#### WHAT TO DO:
Write out all the rows again, changing "photograph" to "image" wherever it occurs and leaving everything else the same.

#### DATA FOR THIS TASK:
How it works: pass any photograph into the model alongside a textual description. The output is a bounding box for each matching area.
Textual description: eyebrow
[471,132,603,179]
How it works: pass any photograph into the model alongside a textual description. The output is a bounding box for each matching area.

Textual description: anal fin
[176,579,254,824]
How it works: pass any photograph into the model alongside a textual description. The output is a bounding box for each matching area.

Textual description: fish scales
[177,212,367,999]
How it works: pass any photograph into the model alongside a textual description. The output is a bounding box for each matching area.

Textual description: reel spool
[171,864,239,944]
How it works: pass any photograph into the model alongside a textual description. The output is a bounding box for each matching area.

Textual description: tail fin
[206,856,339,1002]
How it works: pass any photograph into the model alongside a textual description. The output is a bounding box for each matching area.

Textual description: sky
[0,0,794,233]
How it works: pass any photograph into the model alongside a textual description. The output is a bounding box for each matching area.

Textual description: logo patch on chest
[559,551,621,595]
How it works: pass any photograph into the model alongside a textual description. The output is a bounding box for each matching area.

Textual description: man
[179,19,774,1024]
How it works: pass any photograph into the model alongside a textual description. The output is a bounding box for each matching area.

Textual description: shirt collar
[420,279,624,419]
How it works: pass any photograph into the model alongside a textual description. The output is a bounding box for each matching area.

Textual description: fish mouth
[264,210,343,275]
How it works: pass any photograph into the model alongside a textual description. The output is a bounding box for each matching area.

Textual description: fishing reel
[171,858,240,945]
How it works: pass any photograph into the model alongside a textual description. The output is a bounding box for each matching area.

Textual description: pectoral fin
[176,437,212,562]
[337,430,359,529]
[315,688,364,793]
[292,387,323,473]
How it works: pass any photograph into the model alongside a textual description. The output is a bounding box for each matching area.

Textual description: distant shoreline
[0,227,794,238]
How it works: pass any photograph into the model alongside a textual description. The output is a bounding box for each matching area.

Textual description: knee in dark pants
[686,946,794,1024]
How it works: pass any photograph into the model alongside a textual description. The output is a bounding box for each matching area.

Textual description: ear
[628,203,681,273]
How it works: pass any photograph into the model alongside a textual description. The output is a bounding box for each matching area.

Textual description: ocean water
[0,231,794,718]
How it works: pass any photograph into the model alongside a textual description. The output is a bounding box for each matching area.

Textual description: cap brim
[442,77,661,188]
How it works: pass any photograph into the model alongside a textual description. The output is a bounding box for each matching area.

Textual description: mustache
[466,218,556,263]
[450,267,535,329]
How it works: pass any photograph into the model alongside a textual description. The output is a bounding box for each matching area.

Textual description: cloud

#### RESPONSE TO THE TASK:
How it works: pass any image into the model alongside a textual description. The output is a bounding box for each matching area.
Textual description: eyebrow
[471,132,603,179]
How it works: pass any image into the model alongside a textual description. The output is a bounding box for each matching area.

Textual description: anal fin
[176,579,254,824]
How it works: pass any image into the model alongside a textual description. The output is a bounding box for each matching area.

Textual description: fish scales
[177,212,367,999]
How it works: pass any image into the model alongside a textual description. The output is a bounding box for each matching area.

Textual description: reel spool
[171,864,239,944]
How it works: pass any image into the model alongside a textual description. The output is a bounding box for each matching area.

Textual description: tail fin
[206,856,339,1002]
How it works: pass any image into the model alongside a textual description. The output is a bounding box for each matching area.

Textual description: sky
[0,0,794,233]
How it works: pass any image into the model alongside a textual description. The output is a bounding box for each matching area.

Textual description: logo patch on chest
[559,551,621,595]
How it works: pass any image into the model alongside a textual description. The output is a bounding box for each matching area.

Textual description: man
[179,19,774,1024]
How it works: pass any image into the model alongside a textual description. The output is a bounding box for each matching area.

Textual description: shirt collar
[420,279,624,419]
How it works: pass any image into the model alongside a textual description. The output is a bounding box for each matching area.

Textual description: fish mouth
[264,210,343,275]
How it works: pass any image into the model alongside a textual description. The output is a bounding box for each matching area.

Textual description: fishing reel
[171,858,240,945]
How it works: pass any image into the model alongside a textual description. The output is a bounding box for each matching area.

Textual description: pectoral fin
[176,437,212,562]
[337,430,359,529]
[315,688,364,793]
[292,387,323,473]
How it works: pass any image into the model alongside a textual description. The output is a bounding box for each matching area.

Textual description: distant shoreline
[0,227,794,238]
How it works: pass any image into the model alongside a textual description. The output is a bounding box for each matching area.

Textual description: knee in dark pants
[686,946,794,1024]
How it works: pass any image into the model alongside a textual description. The output is a bounding box for each matching area.

Textual description: ear
[628,203,681,273]
How it works: pass any image into the model alongside a textual description. The output is a bounding box for each matching area.

Textual description: ocean water
[0,231,794,718]
How it works: pass any image into the model alongside a textual description. The output is a bounding box for each matching area.

Textual description: cap brim
[442,77,661,188]
How it works: pass any image into the model alongside a textual description. The output is a bounding box for each matching area.

Textual description: mustache
[466,218,556,263]
[450,267,535,329]
How it works: pass any image into the model alongside a textual description. The output is a bounding box for each matching area.

Textual description: cloud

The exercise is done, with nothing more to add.